### OBJECTIF VISÉ
Relevez toutes les lignes des éléments ci-dessous qui contiennent le mot « holding », et recopiez-les.
---------- DOCUMENT SOURCE
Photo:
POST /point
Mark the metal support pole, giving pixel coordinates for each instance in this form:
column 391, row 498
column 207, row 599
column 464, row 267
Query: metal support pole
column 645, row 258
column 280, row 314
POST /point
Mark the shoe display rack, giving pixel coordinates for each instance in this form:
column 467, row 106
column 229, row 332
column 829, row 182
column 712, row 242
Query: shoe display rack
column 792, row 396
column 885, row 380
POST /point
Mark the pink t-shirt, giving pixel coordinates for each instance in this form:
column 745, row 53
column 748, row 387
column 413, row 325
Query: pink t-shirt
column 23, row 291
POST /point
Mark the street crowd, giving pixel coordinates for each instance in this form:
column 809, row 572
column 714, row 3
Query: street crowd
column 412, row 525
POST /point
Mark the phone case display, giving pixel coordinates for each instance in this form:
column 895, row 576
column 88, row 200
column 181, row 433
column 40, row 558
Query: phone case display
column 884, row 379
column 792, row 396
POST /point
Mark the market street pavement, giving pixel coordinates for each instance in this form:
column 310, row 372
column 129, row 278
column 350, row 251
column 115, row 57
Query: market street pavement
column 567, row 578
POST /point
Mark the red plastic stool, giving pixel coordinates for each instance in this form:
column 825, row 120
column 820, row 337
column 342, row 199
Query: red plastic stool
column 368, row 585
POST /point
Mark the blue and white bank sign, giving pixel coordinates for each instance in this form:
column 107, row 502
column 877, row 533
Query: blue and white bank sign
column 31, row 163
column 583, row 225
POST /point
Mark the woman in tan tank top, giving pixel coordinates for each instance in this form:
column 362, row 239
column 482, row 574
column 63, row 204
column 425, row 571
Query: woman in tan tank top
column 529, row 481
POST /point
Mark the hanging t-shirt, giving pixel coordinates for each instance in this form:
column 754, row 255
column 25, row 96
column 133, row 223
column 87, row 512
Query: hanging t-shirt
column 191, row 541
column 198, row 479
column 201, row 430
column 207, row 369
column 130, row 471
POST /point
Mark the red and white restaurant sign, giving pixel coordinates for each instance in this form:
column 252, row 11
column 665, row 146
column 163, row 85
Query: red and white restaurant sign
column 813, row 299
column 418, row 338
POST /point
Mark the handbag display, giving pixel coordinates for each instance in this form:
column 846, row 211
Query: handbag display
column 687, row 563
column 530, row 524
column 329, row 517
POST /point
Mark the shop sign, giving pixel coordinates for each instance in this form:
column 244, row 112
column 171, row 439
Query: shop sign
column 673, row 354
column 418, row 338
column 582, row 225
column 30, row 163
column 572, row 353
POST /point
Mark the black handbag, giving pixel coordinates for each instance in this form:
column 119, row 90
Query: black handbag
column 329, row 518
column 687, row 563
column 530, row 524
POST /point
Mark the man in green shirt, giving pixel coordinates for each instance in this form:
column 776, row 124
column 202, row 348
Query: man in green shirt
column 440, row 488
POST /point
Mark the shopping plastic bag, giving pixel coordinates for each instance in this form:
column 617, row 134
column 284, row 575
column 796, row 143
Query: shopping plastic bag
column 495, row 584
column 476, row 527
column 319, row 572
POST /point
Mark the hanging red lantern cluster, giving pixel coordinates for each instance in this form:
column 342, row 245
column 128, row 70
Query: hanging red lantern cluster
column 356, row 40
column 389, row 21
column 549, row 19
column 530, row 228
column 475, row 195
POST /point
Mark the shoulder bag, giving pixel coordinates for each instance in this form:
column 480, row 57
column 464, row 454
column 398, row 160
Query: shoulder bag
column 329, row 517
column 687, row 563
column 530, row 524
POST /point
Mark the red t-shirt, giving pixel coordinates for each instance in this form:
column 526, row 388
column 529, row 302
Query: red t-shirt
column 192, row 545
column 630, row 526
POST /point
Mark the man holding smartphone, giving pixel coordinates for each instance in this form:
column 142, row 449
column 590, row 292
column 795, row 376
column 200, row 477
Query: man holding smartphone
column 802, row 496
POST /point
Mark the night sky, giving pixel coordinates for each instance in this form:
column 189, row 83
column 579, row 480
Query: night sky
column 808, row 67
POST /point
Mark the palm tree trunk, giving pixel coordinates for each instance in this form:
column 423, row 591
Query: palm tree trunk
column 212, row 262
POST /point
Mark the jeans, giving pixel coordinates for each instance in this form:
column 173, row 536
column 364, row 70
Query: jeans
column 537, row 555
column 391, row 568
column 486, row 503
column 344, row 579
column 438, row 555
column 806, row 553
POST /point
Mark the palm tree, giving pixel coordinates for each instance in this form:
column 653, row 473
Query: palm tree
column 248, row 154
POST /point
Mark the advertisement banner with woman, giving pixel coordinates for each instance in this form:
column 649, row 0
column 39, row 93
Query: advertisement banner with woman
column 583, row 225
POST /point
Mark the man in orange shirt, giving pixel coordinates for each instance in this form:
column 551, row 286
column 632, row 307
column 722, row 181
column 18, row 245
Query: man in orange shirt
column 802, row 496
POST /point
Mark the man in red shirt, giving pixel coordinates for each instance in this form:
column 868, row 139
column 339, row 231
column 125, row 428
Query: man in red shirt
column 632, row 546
--------------------
### CORRIGÉ
Mark the man holding smartphone, giving pixel coordinates for each instance in this form:
Query: man holding smartphone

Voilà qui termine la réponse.